==== The records ====
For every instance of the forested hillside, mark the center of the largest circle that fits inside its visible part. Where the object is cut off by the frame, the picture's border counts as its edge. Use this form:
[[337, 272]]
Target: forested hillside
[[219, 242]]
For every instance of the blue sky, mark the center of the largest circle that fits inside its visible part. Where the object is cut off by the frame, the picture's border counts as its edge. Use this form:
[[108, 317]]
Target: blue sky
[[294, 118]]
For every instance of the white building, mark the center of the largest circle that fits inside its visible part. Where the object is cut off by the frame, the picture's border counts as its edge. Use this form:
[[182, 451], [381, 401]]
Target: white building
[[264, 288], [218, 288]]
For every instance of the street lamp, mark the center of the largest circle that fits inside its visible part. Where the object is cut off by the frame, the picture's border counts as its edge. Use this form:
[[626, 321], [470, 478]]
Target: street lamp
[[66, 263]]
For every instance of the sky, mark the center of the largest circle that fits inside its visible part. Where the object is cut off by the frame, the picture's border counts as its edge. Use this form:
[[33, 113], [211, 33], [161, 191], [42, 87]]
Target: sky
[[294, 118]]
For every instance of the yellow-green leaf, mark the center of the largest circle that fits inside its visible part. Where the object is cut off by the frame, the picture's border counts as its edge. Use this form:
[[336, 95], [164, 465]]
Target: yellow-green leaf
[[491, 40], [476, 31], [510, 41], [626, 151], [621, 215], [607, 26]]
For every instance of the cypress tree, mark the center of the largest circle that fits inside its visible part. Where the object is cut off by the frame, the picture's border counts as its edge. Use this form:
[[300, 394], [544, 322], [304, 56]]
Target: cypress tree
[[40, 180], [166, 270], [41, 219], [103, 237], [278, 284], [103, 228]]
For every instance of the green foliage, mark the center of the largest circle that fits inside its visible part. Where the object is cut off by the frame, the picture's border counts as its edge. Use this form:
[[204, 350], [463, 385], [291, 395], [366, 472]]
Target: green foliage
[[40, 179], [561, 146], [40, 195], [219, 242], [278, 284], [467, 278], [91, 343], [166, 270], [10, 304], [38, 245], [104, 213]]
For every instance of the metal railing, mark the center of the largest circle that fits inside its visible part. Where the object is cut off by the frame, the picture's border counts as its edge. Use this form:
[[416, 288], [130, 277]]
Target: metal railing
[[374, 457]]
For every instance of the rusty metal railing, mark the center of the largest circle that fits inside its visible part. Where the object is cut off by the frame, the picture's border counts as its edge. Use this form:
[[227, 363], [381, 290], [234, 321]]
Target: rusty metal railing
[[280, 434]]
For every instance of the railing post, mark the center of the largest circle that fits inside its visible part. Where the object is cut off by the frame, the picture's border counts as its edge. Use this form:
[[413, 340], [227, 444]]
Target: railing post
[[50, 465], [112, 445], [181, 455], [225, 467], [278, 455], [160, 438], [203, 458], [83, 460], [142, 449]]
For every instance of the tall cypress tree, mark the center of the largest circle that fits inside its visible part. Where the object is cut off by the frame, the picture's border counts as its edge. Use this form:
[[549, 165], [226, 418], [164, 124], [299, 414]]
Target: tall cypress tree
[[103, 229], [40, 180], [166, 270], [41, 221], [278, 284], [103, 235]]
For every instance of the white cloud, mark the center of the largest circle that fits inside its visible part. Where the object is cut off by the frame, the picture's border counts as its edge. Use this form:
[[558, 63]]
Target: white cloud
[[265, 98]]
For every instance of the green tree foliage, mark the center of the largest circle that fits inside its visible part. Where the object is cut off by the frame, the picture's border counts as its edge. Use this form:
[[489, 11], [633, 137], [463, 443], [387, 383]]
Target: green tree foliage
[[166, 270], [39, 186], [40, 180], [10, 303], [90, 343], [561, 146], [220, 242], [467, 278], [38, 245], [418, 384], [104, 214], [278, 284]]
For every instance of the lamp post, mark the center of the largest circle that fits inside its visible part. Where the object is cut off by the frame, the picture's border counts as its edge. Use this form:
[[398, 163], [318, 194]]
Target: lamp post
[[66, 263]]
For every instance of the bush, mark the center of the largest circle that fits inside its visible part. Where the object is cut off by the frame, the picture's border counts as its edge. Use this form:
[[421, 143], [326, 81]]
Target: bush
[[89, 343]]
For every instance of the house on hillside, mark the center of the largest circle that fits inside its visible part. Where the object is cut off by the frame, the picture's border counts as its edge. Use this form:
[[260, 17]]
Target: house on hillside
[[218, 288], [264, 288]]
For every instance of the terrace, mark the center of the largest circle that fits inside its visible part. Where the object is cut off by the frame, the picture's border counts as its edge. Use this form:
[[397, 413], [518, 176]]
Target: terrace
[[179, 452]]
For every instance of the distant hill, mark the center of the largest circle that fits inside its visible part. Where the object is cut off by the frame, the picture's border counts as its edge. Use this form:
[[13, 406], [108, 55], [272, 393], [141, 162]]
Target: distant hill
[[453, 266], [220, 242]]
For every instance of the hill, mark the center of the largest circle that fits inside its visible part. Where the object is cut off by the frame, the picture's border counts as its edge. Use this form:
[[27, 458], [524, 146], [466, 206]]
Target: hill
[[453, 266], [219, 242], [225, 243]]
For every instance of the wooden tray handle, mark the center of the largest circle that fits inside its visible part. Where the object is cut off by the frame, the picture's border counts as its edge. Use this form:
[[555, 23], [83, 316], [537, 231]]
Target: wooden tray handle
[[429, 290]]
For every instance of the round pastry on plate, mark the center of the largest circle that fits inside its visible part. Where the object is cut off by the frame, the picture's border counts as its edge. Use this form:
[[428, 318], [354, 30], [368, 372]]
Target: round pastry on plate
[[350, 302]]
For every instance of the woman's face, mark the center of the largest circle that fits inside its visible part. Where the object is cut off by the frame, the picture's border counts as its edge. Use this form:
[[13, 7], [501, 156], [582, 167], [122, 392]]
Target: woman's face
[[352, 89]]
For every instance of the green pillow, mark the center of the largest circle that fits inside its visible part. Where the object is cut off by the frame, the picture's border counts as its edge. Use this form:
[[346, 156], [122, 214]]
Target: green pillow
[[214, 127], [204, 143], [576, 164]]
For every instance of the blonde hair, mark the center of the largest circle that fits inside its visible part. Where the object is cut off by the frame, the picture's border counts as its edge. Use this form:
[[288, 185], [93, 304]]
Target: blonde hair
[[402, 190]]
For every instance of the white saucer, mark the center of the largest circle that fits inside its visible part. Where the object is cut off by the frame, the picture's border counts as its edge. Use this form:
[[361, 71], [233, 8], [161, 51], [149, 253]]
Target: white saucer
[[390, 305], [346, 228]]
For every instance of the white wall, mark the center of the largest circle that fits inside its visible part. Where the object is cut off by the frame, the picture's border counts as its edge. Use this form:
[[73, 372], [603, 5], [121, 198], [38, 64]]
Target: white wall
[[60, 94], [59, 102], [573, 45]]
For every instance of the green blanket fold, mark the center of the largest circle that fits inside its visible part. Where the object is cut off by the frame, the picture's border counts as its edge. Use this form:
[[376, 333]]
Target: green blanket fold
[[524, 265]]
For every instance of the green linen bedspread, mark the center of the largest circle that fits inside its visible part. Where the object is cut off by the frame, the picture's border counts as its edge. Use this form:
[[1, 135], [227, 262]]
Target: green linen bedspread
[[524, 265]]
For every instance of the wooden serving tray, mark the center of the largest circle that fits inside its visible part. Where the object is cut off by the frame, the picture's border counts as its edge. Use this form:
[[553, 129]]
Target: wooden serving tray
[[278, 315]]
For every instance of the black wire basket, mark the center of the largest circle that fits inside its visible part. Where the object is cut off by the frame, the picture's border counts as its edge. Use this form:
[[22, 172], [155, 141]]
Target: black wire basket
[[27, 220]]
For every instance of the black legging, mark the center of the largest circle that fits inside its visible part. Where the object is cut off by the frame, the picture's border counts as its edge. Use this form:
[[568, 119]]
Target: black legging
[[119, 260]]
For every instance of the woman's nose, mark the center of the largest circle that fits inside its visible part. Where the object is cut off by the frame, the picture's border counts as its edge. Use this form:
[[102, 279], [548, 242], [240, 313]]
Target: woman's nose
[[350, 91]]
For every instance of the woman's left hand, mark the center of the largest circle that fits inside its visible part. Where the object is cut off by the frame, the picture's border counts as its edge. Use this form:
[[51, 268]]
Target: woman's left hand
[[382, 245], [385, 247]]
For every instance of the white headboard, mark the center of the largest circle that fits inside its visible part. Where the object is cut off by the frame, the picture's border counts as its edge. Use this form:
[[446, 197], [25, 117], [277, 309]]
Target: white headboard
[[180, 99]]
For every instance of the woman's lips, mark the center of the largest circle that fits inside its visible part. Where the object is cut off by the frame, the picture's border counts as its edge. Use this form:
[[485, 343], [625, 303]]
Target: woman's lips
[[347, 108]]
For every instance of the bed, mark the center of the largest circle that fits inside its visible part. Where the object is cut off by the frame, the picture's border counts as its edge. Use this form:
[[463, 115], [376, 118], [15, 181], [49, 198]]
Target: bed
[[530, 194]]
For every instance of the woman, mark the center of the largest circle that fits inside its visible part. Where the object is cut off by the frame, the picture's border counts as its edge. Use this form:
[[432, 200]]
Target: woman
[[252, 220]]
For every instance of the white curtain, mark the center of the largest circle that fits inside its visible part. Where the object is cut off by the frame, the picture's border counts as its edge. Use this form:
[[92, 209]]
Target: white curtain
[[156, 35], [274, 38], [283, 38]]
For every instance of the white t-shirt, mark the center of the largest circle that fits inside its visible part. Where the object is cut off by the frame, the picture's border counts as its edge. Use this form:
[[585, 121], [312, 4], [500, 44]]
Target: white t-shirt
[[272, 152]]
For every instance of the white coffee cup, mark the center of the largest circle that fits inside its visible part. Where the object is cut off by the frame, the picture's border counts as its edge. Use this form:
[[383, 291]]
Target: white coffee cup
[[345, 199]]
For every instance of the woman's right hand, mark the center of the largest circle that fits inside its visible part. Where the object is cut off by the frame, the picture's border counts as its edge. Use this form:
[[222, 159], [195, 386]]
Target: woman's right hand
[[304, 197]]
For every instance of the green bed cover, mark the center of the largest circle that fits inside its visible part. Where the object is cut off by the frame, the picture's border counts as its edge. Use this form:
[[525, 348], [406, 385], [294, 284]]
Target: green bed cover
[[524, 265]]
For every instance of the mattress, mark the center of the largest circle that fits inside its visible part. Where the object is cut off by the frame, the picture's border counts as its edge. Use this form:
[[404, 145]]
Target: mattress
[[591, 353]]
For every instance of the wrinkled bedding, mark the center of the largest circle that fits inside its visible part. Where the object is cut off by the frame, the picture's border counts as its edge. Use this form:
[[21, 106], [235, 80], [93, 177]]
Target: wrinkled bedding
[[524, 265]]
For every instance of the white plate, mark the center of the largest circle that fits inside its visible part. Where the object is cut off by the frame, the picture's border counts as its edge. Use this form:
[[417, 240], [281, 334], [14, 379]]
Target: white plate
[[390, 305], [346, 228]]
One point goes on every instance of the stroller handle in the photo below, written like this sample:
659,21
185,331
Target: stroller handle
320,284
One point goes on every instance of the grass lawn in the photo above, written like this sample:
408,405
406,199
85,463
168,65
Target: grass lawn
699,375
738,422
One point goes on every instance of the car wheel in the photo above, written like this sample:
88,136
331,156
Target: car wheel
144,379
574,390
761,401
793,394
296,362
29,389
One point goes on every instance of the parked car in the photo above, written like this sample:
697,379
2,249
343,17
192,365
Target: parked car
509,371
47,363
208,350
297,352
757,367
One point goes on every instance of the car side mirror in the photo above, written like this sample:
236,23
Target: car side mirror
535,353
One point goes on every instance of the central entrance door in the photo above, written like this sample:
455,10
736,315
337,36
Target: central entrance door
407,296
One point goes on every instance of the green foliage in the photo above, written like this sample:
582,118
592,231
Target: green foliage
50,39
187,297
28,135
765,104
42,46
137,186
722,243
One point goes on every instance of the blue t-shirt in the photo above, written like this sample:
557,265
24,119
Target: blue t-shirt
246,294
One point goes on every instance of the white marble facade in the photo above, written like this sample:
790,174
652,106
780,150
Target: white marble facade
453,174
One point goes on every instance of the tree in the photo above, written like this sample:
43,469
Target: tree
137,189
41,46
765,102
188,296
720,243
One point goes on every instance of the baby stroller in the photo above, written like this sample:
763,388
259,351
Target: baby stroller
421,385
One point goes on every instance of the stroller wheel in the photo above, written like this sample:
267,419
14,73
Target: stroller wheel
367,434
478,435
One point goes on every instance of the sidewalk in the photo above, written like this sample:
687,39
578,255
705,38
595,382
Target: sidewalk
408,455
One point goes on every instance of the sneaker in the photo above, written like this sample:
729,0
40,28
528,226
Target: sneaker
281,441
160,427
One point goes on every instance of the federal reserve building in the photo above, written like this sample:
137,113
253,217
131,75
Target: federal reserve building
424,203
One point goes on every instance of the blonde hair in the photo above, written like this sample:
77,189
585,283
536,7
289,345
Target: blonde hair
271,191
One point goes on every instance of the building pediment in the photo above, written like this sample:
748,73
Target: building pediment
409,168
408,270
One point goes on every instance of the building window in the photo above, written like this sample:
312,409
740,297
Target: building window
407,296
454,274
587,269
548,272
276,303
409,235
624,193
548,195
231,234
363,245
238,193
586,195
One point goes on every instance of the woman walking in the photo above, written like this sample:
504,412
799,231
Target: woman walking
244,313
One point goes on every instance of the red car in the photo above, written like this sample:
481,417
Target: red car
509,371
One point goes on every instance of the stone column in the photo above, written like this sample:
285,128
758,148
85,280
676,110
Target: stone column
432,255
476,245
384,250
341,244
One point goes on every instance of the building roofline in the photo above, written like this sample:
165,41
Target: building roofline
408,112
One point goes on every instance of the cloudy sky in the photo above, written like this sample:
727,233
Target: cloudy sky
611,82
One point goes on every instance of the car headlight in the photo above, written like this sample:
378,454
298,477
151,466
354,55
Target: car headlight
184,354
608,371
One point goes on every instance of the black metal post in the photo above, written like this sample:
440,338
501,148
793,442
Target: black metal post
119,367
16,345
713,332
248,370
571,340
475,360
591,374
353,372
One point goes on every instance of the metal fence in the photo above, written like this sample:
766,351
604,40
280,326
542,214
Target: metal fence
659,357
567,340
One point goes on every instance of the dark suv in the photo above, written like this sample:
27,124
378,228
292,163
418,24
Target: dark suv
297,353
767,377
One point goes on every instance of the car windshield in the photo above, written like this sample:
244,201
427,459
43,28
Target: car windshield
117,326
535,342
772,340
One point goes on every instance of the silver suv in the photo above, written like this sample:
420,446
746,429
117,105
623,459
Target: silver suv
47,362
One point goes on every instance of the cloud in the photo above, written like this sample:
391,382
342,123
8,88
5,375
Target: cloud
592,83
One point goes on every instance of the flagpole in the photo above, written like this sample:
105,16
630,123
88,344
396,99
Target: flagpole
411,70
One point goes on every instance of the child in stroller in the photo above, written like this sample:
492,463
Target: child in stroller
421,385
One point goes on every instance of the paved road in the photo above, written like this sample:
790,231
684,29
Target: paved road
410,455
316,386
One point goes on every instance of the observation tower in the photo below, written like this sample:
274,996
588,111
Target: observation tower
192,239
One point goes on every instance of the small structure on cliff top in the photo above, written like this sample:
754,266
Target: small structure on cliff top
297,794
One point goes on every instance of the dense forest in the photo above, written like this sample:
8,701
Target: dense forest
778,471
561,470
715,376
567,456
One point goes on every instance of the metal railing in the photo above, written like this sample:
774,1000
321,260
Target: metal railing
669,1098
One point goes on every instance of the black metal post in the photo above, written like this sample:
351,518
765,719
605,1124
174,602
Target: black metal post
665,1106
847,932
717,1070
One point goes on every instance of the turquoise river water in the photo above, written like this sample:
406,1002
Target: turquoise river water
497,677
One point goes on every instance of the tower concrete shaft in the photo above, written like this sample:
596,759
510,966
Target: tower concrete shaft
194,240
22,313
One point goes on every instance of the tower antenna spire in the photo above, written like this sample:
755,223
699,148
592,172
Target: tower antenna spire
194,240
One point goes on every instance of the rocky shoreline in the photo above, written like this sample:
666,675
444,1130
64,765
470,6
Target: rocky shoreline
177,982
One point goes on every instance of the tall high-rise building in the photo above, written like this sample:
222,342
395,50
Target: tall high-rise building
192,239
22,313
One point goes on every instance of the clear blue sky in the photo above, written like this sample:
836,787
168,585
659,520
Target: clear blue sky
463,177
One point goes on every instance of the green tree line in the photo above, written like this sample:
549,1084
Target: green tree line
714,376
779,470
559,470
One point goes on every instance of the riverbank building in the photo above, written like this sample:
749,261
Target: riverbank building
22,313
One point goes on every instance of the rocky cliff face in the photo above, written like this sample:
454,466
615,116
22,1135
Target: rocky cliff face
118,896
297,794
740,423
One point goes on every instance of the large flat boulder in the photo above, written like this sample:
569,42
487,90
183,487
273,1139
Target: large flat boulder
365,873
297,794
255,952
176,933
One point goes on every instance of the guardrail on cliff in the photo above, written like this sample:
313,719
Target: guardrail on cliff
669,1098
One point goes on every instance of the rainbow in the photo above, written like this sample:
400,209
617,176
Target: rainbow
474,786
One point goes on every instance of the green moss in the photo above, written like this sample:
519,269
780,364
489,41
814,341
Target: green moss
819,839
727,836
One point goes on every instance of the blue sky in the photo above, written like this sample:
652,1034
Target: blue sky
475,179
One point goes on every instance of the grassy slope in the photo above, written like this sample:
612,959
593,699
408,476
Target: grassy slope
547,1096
====
Problem to solve:
Please transcribe only the portion of the material that starts at the line containing "One point goes on every instance of the green moss" and runs through its last line, inclusive, exactly as given.

Your solution:
One point goes on every instance of the green moss in the photo above, written like this sample:
519,269
780,364
489,41
814,341
Target: green moss
819,839
727,836
One point goes on every instance of the blue sky in the photo above, written like this sample:
652,1034
Target: blue sky
475,179
One point goes on every instance of the grassy slope in the photo above, written like this sample:
612,959
593,699
408,476
Target: grassy slope
547,1096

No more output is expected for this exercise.